_Extracted text:_

I don't know if it's related to the PI changes, but I'm getting a crash
with those on em64t .

With both above options I get

<0>init[1]: segfault at ffffffff8010ef44 rip ffffffff8010ef44 rsp 00007fffferror 5
<0>init[1]: segfault at ffffffff8010ef44 rip ffffffff8010ef44 rsp 00007ffffffe8de8 error 5

printed never ending right after init starts.

If I only turn on "Non-preemptible critical section latency timing",
then when I enter the command,
"echo 0 > /proc/sys/kernel/preempt_max_latency"

The kernel will spit out a couple of max critical section updates , then
it will hang silently.

This is all new in 2.6.13-rtX . It could have just come in with 2.6.13 ,
but I thought I'd mention it.

Daniel

On Tue, 2005-08-30 at 09:06 -0400, Steven Rostedt wrote:
> Hi Ingo,
> 
> Looks like the BKL is a little more complicated than what I first sent.

_Records provided:_
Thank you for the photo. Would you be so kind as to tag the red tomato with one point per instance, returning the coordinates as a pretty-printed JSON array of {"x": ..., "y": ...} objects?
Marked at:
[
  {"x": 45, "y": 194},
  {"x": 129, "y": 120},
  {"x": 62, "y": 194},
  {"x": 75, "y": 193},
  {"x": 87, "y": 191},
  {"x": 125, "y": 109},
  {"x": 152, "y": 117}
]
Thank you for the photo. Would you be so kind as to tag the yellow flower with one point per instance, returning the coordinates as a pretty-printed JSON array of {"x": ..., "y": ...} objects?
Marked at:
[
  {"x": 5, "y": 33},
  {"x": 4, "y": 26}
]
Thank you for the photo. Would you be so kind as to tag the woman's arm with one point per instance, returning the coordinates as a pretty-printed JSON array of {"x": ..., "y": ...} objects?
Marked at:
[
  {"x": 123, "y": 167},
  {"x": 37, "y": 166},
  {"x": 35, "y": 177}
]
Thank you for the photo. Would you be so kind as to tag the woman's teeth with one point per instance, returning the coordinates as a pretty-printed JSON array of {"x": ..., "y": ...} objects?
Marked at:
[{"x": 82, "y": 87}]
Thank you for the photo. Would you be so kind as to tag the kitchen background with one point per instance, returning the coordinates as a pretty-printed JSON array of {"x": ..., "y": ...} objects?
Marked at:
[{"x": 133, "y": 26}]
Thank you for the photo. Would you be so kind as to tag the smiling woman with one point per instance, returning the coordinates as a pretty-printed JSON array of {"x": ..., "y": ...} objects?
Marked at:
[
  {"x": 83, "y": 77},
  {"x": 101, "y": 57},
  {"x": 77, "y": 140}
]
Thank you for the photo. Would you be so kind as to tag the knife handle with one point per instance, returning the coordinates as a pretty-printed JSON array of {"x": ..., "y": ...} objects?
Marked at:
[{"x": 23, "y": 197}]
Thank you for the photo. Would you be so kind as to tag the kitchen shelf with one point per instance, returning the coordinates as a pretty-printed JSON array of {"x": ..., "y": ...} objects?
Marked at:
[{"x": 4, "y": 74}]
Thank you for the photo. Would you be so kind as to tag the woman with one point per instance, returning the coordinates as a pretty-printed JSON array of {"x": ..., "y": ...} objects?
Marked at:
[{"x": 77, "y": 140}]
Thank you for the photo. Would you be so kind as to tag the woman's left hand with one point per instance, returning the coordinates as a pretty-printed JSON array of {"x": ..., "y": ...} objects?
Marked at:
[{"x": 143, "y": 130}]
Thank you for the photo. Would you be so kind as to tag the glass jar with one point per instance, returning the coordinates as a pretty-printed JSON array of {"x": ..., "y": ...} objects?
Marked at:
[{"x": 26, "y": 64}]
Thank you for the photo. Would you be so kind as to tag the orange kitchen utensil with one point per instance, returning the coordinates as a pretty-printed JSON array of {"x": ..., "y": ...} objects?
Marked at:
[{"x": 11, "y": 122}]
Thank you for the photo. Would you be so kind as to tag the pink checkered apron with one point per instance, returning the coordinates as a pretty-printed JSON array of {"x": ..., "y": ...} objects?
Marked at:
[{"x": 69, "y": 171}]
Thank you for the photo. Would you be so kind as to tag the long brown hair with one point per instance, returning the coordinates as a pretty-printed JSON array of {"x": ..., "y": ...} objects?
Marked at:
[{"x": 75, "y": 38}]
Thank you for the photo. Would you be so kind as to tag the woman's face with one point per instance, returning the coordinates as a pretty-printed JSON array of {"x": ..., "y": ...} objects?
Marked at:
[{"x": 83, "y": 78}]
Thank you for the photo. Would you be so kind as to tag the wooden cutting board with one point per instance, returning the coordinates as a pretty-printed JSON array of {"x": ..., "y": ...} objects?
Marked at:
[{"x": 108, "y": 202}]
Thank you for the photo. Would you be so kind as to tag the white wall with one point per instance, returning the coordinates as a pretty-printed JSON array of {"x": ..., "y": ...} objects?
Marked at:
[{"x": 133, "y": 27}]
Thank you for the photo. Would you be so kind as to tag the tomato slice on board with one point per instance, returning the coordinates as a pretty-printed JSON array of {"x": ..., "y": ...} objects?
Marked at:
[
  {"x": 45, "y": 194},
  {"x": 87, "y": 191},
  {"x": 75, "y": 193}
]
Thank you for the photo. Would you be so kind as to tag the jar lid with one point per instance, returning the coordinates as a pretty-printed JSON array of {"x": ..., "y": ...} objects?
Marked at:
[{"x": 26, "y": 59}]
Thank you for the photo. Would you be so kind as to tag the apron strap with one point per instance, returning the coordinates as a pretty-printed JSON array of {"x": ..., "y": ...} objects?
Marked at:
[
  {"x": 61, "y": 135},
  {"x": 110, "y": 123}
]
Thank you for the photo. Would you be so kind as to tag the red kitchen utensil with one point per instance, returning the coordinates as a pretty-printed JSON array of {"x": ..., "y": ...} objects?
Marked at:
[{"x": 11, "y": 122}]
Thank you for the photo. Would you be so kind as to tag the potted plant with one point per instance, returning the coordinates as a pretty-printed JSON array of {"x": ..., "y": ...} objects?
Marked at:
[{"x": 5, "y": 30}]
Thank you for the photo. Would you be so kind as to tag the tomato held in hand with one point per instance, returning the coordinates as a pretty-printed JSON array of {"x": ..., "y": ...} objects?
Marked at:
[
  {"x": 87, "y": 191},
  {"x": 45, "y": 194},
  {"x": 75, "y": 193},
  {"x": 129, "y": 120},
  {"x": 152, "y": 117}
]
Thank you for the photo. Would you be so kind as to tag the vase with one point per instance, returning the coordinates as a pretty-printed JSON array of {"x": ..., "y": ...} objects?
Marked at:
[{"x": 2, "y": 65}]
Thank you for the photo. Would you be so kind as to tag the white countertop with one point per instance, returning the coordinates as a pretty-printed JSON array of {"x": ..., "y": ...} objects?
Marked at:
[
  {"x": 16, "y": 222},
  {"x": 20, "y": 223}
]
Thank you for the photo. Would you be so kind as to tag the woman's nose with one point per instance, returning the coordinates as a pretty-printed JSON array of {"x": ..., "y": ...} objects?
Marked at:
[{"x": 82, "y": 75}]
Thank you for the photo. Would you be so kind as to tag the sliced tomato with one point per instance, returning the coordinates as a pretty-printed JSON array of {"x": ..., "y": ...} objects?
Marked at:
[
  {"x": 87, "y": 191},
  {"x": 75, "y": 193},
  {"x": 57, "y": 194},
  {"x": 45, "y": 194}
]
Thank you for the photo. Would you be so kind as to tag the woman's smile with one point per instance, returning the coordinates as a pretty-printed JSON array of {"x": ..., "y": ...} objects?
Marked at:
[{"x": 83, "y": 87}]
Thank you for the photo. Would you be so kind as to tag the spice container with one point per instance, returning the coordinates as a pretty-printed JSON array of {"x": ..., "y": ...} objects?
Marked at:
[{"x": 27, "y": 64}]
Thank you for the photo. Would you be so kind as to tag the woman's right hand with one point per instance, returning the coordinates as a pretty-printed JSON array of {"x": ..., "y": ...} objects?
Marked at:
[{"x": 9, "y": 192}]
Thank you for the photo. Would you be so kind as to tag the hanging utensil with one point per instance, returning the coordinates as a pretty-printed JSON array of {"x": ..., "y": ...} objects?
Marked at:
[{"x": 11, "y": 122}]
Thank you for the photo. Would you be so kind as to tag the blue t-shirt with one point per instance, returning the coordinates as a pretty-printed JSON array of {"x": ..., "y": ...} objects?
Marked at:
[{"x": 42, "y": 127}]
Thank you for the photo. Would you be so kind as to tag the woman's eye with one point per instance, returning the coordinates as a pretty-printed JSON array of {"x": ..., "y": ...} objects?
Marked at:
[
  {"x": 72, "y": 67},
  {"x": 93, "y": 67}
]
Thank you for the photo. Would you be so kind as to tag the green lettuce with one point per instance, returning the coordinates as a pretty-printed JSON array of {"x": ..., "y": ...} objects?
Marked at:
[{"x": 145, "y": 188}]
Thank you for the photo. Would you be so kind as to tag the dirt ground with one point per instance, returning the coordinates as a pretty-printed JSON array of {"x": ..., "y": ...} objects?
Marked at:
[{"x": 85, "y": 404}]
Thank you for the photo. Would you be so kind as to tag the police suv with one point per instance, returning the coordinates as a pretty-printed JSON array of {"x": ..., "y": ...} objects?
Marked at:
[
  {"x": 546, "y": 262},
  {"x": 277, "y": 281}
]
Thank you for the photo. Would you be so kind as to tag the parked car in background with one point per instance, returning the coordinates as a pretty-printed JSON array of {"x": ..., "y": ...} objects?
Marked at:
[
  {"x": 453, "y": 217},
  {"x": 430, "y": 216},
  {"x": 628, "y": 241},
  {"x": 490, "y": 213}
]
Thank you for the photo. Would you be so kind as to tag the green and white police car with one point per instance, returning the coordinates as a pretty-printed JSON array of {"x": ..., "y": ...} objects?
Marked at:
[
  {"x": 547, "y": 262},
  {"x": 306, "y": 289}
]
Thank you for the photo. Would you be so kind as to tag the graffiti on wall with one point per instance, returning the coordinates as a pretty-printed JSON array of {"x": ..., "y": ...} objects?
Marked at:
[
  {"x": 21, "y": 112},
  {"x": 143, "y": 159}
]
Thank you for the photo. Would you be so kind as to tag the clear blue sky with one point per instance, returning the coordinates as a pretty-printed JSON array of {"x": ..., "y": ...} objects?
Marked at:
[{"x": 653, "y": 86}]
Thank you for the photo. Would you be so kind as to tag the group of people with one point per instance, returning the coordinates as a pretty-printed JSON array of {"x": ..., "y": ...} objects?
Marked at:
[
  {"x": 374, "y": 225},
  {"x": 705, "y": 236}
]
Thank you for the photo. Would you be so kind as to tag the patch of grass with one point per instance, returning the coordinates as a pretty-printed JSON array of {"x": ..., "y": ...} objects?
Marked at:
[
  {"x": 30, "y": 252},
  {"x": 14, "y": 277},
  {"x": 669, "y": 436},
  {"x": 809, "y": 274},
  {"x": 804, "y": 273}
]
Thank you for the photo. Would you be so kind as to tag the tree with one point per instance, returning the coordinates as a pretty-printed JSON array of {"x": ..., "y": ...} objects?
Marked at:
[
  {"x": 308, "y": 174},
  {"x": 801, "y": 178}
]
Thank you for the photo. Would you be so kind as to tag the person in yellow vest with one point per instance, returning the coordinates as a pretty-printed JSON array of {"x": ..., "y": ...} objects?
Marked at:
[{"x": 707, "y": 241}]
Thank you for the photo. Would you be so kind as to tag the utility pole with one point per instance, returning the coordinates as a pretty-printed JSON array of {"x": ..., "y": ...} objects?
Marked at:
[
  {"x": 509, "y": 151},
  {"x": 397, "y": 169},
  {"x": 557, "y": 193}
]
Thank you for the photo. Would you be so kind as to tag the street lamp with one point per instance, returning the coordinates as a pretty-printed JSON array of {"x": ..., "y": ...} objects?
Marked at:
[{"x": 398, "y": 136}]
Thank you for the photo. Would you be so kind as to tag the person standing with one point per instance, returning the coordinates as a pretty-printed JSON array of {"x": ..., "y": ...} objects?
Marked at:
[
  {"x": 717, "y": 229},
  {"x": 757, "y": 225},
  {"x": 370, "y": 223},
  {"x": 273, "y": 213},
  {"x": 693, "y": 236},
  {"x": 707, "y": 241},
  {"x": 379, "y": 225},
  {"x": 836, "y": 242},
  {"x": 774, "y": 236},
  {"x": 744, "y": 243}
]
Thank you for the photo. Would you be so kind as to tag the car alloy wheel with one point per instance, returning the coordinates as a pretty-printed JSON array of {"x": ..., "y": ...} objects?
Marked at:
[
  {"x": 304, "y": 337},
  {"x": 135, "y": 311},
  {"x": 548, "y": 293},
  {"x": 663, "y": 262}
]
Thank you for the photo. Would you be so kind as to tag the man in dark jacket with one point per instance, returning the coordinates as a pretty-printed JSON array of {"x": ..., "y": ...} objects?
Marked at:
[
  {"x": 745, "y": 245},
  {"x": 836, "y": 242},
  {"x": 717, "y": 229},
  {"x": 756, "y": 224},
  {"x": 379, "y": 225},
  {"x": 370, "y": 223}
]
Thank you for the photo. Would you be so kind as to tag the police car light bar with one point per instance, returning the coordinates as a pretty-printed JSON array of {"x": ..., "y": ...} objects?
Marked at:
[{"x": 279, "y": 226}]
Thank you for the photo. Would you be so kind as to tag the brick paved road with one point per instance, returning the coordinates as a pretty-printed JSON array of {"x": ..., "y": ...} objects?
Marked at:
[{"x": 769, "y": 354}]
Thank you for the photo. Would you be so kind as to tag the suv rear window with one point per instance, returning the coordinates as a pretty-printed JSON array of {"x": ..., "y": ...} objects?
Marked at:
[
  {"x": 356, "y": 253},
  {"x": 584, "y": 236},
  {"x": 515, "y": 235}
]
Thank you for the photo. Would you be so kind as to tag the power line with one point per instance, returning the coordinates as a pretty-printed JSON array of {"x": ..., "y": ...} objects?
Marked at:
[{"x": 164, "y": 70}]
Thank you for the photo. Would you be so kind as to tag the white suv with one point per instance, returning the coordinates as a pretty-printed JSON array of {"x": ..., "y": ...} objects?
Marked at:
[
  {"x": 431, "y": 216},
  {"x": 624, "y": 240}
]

_Task goal:_ Pick up the message about the em64t kernel crash after its final line and carry it on. The data plays no role here.

_Answer to this problem:_
> I've been analyzing the logic and found that there's a point in time
> where the BKL->P1->L1->P2->BKL can exist without any of the spinlocks
> protecting it.  That is after P1 blocks on L1 but before it schedules
> out and releases the BKL.  In this time another process on another CPU
> could loop here.
> 
> The supplied patch fixes this.
> 
> Also, I need to look more into the logic of __up to see if the BKL can't
> cause a deadlock with the grabbing and releasing of locks there.  So I
> might be sending more patches to clean this up.
> 
> Do me a favor, and just take a quick look at the logic here, and make
> sure that the situation is OK to break there, and that there won't be
> any other side-effects, wrt. priority leaks.
> 
> Thanks,
> 
> -- Steve
> 
> Patch is against rt2
> 
> Signed-off-by: Steven Rostedt <[email protected]>
> 
> Index: linux_realtime_goliath/kernel/rt.c
> ===================================================================
> --- linux_realtime_goliath/kernel/rt.c	(revision 310)
> +++ linux_realtime_goliath/kernel/rt.c	(working copy)
> @@ -760,11 +760,12 @@
>   */
>  static void pi_setprio(struct rt_mutex *lock, struct task_struct *task, int prio)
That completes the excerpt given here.